→ **DATA**
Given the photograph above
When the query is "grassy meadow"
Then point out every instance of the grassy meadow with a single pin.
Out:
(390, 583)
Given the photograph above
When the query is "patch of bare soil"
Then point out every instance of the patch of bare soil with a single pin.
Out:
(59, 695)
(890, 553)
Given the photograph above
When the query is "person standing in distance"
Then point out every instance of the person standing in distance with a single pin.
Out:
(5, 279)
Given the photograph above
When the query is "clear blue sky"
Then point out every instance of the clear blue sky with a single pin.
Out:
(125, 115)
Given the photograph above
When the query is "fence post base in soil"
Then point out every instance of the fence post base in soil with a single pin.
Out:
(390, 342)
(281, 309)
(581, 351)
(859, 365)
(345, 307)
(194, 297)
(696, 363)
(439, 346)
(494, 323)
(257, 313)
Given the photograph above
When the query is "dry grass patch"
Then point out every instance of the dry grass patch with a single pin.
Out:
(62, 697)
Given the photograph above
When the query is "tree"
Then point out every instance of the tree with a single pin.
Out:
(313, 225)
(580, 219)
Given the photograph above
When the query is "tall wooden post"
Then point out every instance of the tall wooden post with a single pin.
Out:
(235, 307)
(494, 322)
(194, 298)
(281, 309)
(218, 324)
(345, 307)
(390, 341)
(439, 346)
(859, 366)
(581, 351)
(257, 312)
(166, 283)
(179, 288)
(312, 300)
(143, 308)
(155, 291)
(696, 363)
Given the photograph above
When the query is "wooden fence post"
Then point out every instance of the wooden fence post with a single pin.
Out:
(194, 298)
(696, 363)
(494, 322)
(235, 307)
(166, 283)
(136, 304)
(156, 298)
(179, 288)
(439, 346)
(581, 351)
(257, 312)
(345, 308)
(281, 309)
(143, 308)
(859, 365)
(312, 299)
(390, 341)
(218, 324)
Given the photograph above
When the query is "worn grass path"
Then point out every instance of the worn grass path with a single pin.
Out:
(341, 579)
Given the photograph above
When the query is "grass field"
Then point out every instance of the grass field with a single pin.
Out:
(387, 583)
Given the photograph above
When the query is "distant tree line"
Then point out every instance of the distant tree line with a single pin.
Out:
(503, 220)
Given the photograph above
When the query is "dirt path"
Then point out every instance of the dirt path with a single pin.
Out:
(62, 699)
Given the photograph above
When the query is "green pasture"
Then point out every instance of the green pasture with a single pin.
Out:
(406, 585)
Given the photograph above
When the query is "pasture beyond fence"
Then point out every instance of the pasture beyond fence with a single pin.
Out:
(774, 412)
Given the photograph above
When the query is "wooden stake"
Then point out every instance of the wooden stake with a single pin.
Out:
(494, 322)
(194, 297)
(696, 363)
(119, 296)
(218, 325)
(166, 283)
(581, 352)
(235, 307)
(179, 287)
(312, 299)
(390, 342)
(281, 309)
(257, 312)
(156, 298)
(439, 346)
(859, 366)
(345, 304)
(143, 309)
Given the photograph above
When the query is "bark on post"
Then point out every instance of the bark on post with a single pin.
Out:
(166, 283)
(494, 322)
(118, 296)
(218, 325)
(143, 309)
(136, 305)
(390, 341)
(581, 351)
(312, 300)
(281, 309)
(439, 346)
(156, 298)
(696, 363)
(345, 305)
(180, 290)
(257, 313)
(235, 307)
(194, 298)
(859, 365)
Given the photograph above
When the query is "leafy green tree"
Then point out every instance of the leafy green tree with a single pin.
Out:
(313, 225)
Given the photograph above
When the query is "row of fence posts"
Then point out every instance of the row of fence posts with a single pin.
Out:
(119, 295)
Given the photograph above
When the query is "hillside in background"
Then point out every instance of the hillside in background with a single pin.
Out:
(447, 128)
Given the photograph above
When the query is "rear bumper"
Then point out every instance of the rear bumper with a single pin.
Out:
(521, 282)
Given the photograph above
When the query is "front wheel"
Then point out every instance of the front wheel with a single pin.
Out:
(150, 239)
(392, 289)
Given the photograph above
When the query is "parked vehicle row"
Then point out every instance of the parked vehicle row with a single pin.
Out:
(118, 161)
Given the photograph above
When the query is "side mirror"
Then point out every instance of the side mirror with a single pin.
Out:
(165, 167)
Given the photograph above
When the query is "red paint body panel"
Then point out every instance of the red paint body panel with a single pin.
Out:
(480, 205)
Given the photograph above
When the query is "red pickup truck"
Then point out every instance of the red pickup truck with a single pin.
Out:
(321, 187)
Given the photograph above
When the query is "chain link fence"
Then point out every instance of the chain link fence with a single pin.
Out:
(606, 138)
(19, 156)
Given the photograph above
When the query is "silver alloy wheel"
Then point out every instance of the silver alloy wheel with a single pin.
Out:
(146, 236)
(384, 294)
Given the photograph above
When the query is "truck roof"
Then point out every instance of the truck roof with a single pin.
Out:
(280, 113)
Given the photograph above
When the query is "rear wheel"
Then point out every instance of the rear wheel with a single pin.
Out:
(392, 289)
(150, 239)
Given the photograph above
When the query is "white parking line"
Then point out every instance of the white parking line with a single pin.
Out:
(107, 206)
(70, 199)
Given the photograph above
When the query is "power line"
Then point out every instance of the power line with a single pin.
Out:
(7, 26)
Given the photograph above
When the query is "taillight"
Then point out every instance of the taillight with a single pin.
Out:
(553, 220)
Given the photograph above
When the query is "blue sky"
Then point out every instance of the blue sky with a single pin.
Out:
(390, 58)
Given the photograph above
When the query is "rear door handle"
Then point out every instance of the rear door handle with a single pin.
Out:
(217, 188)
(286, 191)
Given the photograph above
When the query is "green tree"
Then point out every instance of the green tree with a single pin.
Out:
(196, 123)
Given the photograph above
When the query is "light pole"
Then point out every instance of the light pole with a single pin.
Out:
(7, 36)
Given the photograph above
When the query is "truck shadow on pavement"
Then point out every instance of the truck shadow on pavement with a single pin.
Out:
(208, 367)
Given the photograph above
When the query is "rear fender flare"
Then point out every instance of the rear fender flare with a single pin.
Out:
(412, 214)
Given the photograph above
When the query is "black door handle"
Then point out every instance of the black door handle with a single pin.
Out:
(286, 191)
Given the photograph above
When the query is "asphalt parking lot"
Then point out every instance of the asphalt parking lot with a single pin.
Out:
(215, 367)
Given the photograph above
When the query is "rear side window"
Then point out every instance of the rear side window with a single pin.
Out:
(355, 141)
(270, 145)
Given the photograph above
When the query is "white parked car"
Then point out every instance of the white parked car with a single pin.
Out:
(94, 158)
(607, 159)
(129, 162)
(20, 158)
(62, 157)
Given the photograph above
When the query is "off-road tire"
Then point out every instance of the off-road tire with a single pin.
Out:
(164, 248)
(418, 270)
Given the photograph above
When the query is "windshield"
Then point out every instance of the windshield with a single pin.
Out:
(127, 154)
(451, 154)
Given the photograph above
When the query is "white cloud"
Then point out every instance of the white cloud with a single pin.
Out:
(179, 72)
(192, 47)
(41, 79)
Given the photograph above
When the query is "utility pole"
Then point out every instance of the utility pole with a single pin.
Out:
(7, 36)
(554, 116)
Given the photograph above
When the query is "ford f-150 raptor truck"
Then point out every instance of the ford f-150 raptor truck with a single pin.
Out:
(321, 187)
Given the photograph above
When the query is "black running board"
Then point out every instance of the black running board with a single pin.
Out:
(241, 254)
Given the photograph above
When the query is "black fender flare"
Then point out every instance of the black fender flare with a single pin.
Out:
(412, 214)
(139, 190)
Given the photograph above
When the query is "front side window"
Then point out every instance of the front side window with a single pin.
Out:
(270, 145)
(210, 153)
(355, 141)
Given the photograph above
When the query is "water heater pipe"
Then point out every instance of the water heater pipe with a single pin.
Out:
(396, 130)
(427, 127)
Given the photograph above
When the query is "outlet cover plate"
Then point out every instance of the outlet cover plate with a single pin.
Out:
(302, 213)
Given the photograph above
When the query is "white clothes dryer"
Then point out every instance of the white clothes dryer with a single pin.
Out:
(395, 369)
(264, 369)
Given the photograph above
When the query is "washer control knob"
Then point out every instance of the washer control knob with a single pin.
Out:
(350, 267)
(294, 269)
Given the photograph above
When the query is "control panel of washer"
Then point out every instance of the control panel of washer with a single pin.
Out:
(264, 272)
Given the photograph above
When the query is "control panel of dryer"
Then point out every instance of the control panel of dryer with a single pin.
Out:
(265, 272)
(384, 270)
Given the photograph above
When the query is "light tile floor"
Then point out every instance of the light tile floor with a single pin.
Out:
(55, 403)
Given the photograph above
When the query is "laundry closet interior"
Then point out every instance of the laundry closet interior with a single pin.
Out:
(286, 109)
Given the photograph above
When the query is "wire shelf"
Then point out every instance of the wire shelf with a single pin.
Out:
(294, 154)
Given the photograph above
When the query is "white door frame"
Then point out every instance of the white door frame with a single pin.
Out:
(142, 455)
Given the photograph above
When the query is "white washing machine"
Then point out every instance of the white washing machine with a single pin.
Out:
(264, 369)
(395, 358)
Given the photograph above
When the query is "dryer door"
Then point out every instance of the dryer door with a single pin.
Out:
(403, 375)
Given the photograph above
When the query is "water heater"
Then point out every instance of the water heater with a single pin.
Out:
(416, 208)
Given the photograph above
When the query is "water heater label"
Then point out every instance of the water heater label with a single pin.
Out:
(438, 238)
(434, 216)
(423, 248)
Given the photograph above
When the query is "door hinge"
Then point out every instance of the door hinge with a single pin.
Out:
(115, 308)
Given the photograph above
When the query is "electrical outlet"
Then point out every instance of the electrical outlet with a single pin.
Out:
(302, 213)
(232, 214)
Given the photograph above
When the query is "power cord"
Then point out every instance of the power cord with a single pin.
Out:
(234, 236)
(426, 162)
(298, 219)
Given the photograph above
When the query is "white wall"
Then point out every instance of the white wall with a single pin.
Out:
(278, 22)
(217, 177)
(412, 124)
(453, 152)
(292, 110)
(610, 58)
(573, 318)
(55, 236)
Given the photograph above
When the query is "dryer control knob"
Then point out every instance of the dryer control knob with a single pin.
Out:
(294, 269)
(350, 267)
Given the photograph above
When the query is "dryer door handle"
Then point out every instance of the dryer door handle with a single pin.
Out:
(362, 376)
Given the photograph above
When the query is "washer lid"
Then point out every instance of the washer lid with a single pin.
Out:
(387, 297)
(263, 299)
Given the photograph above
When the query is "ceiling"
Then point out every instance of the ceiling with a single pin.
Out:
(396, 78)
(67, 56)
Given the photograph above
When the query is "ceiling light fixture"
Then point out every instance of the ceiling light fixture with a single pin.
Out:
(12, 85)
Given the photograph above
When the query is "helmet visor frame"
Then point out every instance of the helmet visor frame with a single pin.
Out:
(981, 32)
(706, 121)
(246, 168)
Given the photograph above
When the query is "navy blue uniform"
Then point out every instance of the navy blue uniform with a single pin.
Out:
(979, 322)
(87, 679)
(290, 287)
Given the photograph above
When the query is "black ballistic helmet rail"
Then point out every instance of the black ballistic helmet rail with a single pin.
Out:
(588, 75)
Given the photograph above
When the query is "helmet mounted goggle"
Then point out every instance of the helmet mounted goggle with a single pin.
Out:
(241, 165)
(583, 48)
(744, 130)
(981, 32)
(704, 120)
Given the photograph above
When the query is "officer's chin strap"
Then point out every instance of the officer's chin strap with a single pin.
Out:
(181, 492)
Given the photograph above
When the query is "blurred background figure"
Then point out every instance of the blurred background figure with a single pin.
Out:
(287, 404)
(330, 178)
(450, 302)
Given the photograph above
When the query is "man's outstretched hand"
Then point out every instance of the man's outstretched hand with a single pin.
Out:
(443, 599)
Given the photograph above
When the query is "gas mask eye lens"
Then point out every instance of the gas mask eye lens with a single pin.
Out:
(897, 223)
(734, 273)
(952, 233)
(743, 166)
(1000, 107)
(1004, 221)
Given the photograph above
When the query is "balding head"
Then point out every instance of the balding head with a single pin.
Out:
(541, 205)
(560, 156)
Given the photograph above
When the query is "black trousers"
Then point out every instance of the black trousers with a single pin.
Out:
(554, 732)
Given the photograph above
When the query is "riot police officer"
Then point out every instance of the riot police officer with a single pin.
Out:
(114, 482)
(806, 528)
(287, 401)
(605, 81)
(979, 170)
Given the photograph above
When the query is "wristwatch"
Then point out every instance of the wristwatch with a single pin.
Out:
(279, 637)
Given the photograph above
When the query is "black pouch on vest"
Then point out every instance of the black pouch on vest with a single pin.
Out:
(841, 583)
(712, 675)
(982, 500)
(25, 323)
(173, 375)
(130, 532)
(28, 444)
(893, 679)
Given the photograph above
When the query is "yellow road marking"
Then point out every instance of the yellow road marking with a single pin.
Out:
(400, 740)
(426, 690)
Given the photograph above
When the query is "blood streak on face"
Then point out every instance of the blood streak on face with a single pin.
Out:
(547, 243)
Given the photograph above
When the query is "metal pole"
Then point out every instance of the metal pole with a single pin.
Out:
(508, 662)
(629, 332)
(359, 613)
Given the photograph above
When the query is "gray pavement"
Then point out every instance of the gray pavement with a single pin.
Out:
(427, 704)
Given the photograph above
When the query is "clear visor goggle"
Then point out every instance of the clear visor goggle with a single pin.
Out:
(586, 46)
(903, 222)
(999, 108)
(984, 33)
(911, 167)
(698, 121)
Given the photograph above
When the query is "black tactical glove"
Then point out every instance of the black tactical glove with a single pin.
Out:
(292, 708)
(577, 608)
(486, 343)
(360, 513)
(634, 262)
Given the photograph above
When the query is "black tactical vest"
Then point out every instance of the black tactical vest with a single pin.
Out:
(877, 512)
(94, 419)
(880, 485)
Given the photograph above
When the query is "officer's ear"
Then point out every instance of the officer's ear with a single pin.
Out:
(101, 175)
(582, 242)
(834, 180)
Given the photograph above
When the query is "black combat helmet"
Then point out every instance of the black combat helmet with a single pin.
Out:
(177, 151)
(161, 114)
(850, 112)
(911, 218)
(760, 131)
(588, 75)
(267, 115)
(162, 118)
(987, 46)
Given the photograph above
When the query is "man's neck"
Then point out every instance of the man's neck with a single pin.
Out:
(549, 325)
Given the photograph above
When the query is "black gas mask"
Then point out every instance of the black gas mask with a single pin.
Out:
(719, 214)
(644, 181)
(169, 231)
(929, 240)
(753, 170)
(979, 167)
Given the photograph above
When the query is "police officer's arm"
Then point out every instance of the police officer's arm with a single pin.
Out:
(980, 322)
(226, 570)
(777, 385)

→ **TASK**
How many lines in the items above contain the word "worn"? Reply with only the number.

→ **THE OUTPUT**
2